Extracted records:
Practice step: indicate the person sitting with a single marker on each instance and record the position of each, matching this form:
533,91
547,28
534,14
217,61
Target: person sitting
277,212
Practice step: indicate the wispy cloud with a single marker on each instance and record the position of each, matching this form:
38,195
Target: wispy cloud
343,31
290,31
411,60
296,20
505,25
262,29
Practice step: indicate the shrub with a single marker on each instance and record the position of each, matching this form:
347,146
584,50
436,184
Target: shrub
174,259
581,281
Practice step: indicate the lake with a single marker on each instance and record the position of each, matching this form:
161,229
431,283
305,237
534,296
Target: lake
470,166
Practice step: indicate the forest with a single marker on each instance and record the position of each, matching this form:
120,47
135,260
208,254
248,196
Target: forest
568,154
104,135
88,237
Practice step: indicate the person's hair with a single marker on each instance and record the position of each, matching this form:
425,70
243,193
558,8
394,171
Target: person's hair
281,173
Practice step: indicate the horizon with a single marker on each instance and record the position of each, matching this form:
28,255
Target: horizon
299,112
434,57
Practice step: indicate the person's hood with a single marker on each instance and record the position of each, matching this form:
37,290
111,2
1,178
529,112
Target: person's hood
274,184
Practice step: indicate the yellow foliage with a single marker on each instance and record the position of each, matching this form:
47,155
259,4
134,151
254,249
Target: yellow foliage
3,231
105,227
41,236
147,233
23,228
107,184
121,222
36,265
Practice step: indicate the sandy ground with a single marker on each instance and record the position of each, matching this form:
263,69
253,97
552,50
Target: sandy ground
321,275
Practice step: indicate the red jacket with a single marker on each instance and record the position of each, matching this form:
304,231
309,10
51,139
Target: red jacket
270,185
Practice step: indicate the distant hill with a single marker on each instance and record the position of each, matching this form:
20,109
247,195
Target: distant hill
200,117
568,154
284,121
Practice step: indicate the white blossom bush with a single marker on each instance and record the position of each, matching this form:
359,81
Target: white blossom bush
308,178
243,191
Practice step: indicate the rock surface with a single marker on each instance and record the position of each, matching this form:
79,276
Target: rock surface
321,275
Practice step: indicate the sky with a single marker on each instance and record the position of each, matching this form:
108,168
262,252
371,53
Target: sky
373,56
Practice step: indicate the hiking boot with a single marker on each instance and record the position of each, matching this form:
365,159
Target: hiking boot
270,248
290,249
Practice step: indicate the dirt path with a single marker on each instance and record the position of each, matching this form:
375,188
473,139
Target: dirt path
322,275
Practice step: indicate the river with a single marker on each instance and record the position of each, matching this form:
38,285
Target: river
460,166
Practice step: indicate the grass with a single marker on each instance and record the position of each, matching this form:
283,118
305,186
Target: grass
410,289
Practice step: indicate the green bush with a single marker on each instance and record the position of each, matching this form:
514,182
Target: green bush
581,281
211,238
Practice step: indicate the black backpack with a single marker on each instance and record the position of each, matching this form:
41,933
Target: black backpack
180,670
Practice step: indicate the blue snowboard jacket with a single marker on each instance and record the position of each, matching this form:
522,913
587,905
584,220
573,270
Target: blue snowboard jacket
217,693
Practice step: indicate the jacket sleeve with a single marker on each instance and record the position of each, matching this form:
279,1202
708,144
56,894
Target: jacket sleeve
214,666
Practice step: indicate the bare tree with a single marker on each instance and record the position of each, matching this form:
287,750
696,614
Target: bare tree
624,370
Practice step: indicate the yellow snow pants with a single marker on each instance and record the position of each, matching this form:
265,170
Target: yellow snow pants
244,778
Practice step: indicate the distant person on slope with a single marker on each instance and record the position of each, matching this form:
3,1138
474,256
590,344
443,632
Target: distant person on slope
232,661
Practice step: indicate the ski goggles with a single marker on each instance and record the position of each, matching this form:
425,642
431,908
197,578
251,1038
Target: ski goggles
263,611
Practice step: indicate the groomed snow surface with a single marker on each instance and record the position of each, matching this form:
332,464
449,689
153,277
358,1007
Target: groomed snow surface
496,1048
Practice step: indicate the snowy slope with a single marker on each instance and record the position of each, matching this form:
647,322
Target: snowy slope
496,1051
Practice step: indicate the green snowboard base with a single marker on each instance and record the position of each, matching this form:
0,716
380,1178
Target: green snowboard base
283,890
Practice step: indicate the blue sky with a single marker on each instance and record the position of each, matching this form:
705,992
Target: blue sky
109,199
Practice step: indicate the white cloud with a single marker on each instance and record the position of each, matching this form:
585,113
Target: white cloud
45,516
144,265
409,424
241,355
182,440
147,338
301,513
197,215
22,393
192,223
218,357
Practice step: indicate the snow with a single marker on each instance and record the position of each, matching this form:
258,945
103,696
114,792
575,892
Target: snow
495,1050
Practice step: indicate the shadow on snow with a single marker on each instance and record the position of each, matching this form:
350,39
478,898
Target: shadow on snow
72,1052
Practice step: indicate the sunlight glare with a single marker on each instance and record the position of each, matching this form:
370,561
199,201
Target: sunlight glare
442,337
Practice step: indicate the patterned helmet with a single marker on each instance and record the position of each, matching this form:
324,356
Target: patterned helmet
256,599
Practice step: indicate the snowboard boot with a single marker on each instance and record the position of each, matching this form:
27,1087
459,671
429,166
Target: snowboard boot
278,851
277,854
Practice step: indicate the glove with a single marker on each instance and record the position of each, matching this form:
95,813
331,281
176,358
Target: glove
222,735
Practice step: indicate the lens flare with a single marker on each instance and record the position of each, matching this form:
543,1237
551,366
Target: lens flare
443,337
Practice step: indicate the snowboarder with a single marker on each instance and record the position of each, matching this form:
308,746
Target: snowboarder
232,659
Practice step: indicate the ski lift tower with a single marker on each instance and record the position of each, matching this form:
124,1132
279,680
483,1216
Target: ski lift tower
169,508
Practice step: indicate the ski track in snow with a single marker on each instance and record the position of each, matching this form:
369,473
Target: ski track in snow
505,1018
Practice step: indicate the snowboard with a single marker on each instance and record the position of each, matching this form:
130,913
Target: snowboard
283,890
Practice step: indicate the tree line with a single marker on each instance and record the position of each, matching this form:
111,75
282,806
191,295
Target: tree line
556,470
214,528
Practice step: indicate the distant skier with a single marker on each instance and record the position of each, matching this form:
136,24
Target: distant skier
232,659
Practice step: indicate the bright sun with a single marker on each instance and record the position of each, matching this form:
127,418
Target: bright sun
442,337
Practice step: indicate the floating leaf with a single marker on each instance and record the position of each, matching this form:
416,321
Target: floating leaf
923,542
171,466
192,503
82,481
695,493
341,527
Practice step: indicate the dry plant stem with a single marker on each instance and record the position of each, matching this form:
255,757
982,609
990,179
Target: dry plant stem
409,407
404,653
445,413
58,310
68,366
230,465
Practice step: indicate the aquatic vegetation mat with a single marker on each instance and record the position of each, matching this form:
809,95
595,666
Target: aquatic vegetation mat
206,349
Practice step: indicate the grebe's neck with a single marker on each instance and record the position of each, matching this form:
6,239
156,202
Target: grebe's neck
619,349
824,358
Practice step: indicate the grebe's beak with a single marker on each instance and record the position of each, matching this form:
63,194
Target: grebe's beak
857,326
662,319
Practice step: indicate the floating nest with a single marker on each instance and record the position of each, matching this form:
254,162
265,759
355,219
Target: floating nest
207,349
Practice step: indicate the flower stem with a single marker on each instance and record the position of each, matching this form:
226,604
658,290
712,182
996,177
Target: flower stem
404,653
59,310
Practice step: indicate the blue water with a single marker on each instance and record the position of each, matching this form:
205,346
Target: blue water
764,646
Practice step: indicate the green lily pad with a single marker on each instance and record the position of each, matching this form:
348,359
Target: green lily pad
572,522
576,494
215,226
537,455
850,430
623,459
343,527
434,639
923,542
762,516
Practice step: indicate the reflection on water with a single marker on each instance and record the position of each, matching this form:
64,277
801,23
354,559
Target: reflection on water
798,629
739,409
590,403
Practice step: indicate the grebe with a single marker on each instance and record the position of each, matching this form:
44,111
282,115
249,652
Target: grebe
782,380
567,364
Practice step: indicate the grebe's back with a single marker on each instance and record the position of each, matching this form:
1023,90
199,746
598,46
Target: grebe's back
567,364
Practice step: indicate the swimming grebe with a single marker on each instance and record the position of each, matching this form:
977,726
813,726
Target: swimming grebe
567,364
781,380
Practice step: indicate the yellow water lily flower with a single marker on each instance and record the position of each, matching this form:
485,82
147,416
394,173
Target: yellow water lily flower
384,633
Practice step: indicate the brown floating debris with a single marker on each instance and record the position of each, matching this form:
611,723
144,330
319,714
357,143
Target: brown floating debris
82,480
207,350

Problem: Write out exactly the lines above from the line with "Target: grebe's beak" through the line with "Practice step: indicate the green lily", both of them included, and leave out all other lines.

Your solution:
Target: grebe's beak
857,326
662,319
Practice step: indicate the floating nest with a single marker on each instance and record the position of each, matching this form:
254,162
265,759
355,219
Target: floating nest
207,349
Practice step: indicate the flower stem with a single marker on each instance and record the position of each, matching this form:
226,604
658,290
712,182
996,177
Target: flower stem
404,653
59,310
Practice step: indicate the blue water with a single marker on each instance and record the position of each, matching this form:
205,346
Target: blue water
764,646
Practice step: indicate the green lily pad with a single marker on each instance and record the position of each, matching this form:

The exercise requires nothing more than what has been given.